### [Data listing]

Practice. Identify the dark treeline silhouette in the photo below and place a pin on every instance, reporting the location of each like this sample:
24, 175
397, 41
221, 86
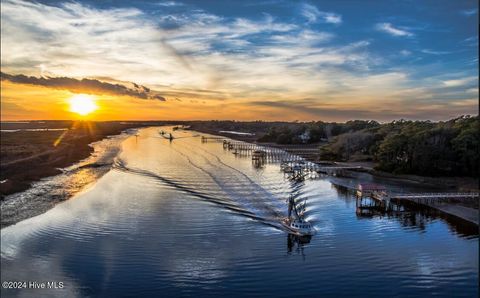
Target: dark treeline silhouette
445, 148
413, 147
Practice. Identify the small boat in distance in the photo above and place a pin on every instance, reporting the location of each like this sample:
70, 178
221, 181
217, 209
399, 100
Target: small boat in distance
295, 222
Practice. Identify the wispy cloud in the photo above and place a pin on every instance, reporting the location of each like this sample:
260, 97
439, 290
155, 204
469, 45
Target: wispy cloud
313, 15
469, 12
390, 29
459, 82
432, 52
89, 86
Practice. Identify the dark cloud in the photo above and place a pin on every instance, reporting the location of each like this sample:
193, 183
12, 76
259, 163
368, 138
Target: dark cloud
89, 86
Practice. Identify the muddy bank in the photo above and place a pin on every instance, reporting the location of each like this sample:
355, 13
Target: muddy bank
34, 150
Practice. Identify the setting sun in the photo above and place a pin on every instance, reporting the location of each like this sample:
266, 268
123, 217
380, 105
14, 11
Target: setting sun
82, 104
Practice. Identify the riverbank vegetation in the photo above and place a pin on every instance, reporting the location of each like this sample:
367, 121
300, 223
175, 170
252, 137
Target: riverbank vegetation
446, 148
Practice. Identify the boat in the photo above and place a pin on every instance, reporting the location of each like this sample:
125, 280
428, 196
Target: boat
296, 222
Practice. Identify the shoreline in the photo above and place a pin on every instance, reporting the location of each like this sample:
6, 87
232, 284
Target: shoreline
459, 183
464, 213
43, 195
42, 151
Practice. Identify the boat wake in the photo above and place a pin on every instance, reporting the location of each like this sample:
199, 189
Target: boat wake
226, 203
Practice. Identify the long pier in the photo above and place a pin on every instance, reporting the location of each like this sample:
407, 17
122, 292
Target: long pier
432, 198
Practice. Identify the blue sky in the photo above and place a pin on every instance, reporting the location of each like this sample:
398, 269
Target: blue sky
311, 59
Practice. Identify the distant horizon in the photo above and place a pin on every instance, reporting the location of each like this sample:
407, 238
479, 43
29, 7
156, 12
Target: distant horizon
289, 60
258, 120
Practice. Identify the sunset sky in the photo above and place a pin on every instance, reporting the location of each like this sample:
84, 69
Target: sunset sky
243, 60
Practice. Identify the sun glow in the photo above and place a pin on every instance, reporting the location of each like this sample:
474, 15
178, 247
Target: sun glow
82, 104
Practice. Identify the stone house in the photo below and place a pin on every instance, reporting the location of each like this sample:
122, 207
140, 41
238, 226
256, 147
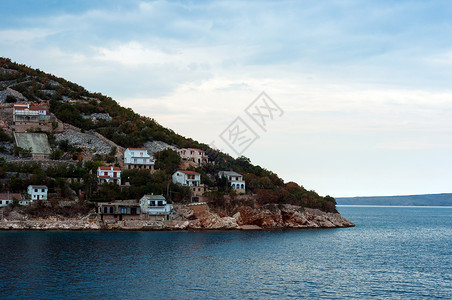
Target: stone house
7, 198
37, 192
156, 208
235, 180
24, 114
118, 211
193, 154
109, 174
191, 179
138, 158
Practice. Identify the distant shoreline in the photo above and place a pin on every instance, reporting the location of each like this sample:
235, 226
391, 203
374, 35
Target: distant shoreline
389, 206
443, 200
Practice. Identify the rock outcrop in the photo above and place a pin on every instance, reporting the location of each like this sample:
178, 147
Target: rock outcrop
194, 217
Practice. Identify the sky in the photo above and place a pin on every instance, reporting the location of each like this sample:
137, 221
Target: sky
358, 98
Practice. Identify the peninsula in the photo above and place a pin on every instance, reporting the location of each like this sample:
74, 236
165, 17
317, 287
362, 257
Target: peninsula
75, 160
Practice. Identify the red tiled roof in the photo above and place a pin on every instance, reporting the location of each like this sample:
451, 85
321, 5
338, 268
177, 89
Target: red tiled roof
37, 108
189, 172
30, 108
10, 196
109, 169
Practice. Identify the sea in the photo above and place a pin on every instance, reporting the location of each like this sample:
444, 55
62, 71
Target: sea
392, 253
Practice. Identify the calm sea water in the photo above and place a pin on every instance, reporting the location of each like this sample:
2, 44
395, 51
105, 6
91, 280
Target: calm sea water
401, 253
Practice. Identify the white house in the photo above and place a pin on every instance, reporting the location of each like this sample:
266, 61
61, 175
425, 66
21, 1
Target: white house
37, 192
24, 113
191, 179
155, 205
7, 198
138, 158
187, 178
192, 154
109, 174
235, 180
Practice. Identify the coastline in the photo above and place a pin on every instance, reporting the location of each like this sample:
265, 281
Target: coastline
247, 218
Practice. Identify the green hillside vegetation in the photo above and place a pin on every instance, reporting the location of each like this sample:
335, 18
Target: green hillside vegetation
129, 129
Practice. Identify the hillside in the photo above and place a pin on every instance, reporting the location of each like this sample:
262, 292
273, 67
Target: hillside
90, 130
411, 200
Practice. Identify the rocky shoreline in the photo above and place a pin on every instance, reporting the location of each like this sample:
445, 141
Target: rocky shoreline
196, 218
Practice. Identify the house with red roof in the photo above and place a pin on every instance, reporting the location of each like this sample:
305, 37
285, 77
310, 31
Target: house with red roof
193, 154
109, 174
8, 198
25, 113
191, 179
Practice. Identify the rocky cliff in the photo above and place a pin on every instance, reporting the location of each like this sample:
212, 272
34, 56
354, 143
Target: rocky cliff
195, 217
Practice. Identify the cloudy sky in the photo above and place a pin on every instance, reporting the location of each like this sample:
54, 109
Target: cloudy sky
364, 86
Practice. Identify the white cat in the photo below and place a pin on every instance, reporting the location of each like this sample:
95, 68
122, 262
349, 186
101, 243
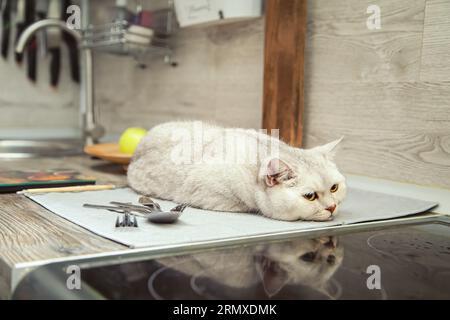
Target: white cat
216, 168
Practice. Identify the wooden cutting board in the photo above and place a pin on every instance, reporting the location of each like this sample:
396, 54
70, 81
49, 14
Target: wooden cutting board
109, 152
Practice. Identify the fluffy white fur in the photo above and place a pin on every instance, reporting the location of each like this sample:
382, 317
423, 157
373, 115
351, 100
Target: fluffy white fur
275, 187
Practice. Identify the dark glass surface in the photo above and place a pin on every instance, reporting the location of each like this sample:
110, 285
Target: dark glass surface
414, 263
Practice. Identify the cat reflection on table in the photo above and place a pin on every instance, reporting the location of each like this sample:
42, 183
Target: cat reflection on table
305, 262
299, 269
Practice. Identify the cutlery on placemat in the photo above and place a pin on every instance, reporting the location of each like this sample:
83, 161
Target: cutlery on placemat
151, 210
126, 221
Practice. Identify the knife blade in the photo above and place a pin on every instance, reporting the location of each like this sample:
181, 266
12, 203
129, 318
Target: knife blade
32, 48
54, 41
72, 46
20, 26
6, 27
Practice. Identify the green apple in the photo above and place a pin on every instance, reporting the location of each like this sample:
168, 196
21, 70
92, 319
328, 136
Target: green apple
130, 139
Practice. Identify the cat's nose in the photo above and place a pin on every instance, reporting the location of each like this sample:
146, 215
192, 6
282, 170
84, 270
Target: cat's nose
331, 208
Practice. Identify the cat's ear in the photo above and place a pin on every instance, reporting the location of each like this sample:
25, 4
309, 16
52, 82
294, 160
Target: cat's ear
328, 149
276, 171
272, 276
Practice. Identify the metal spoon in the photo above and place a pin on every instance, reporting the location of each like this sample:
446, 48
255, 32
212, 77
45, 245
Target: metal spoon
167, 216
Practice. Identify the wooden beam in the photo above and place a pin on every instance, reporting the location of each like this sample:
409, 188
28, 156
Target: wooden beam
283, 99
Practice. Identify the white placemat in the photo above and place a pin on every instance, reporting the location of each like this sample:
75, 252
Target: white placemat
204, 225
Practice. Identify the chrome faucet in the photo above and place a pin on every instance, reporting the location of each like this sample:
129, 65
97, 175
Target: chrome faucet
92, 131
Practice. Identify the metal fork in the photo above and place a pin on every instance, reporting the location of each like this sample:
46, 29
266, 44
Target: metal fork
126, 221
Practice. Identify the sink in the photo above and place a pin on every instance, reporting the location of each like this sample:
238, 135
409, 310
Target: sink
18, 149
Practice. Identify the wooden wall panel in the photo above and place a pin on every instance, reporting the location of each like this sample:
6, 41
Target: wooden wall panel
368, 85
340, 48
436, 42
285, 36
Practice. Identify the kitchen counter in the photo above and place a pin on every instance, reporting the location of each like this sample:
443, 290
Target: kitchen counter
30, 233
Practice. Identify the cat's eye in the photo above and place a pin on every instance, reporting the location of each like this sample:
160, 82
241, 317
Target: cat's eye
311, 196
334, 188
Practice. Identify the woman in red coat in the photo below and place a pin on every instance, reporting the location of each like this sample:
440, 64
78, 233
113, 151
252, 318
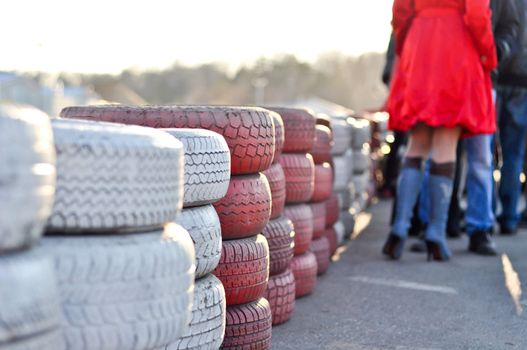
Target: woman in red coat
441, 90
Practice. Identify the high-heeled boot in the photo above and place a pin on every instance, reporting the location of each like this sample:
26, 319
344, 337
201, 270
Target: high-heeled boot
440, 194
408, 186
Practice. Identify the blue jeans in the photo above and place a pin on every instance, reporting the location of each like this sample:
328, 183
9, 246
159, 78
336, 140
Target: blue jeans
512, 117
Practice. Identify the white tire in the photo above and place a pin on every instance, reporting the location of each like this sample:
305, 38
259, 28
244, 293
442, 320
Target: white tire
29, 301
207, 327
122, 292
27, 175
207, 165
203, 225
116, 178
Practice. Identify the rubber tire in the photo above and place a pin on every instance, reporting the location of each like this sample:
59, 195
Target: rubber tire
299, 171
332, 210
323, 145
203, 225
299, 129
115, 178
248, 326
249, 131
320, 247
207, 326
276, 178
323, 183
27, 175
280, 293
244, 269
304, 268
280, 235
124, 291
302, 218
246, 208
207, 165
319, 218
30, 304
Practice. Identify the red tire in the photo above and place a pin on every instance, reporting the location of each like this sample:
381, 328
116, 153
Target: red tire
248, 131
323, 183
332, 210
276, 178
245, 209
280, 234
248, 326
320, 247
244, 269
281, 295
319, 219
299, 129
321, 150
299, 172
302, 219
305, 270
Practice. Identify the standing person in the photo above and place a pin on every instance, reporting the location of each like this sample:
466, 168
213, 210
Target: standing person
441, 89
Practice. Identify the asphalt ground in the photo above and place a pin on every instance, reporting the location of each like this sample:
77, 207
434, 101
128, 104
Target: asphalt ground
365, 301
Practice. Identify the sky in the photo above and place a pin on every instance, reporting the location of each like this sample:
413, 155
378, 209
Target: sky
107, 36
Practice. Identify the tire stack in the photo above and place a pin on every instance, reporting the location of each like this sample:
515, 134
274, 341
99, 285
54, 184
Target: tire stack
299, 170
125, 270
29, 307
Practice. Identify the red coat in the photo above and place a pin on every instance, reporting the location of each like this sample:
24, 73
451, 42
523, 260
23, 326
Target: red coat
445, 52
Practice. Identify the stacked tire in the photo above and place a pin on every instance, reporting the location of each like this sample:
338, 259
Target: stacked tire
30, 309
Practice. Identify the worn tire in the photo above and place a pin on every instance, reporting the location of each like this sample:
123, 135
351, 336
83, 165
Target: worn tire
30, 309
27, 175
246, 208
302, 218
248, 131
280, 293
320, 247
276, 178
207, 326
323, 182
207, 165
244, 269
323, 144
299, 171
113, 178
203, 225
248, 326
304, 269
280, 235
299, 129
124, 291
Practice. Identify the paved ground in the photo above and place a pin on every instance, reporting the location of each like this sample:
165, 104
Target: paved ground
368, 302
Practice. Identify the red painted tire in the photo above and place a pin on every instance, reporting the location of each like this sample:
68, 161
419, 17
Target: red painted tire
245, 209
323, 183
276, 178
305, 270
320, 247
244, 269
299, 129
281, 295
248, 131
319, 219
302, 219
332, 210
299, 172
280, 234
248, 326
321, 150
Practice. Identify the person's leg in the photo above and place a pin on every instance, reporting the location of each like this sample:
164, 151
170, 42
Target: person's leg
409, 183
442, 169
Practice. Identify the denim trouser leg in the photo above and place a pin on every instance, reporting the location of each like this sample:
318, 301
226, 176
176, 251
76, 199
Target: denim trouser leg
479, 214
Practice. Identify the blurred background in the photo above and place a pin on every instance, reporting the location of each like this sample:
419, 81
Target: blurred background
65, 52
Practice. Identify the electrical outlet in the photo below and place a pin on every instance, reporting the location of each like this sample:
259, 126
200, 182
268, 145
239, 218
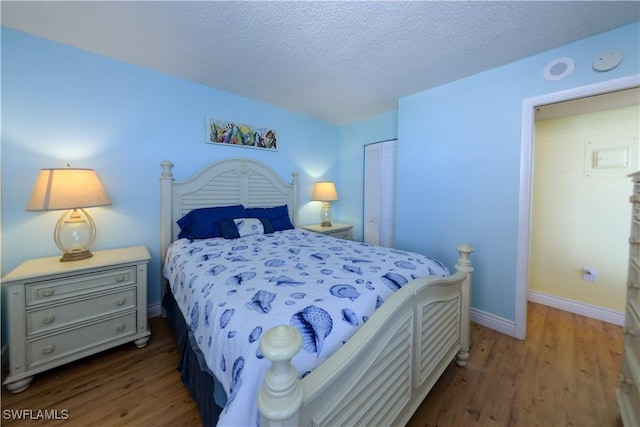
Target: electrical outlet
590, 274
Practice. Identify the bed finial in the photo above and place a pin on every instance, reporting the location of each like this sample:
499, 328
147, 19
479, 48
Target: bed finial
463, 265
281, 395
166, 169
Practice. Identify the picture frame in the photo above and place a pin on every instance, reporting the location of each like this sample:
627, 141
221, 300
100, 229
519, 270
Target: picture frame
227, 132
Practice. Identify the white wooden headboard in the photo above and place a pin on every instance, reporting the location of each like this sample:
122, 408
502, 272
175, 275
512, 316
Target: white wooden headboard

### [Exercise details]
Where in the entries above does the word "headboard" appear? Copy each line that has it.

### [Written response]
Practice. Identify the white wooden headboard in the photo above and place a pin on every instance, reporting the location of each like this sample:
Target: white wooden headboard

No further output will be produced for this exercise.